- Passage provided -
------

1. Compare 3 and 4. No swap. List: [3, 4, 2, 5, 8]
2. Compare 4 and 2. Swap because 4 > 2. List: [3, 2, 4, 5, 8]

Fourth Pass:

1. Compare 3 and 2. Swap because 3 > 2. List: [2, 3, 4, 5, 8]

Final Sorted List:

[2, 3, 4, 5, 8]

Python:

def bubble_sort(arr):
    n = len(arr)
    for i in range(n):
        swapped = False
        for j in range(0, n - i - 1):
            if arr[j] > arr[j + 1]:
                # Swap if the element found is greater than the next element
                arr[j], arr[j + 1] = arr[j + 1], arr[j]
                swapped = True
        if not swapped:
            break  # If no two elements were swapped, the array is sorted
    return arr

Here's a visualisation with sound (using ArrayV):

Merge Sort

Definition:

- Merge sort is a divide-and-conquer algorithm that splits the list into two halves, recursively sorts each half, and then merges the sorted halves back together.
- It is known for its efficiency and stability. Even in the worst case, merge sort operates with a time complexity of O(n log n).
- The merging process ensures that the resultant list is sorted.

Example:

Suppose you have the list [5, 3, 8, 4, 2].

First Split:

Split into two halves: [5, 3] and [8, 4, 2]

Second Split:

Split [5, 3] into [5] and [3]. Split [8, 4, 2] into [8] and [4, 2].
Split [4, 2] into [4] and [2].

Merge Step 1:

Merge [5] and [3] into [3, 5].
Merge [4] and [2] into [2, 4].

Merge Step 2:

Merge [8] and [2, 4] into [2, 4, 8].

------

- Task to complete -
Continue the passage on sorting algorithms above, picking up right after its last sentence. The data that follows comes from a different source than the passage on sorting algorithms.

- Dataset content -
------

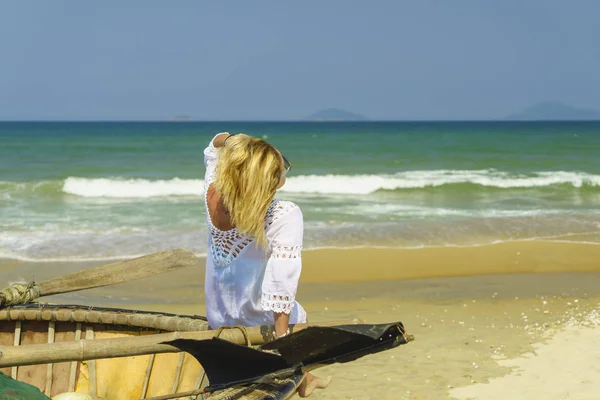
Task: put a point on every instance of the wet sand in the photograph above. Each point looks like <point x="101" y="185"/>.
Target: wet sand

------

- Task result -
Final Merge:

Merge [3, 5] and [2, 4, 8] into [2, 3, 4, 5, 8].

Final Sorted List:

[2, 3, 4, 5, 8]

Python:

def merge_sort(arr):
    if len(arr) > 1:
        mid = len(arr) // 2
        left_half = arr[:mid]
        right_half = arr[mid:]
    
        # Recursively split and sort both halves
        merge_sort(left_half)
        merge_sort(right_half)
    
        i = j = k = 0
    
        # Merge the two halves
        while i < len(left_half) and j < len(right_half):
            if left_half[i] < right_half[j]:
                arr[k] = left_half[i]
                i += 1
            else:
                arr[k] = right_half[j]
                j += 1
            k += 1
    
        # Check for any leftover elements
        while i < len(left_half):
            arr[k] = left_half[i]
            i += 1
            k += 1
    
        while j < len(right_half):
            arr[k] = right_half[j]
            j += 1
            k += 1
    
    return arr

Insertion Sort

Definition:

- Insertion sort is a simple sorting algorithm that builds the final sorted list one item at a time.
- It is much like sorting playing cards in your hands. The list is split into a sorted part and an unsorted part.
- Elements from the unsorted part are picked one by one and placed at the correct position in the sorted part.

Example:

Suppose you have the list [5, 3, 8, 4, 2].

Initial List:

[5, 3, 8, 4, 2]

Step 1:

The first element 5 is already sorted. Move to the next element 3.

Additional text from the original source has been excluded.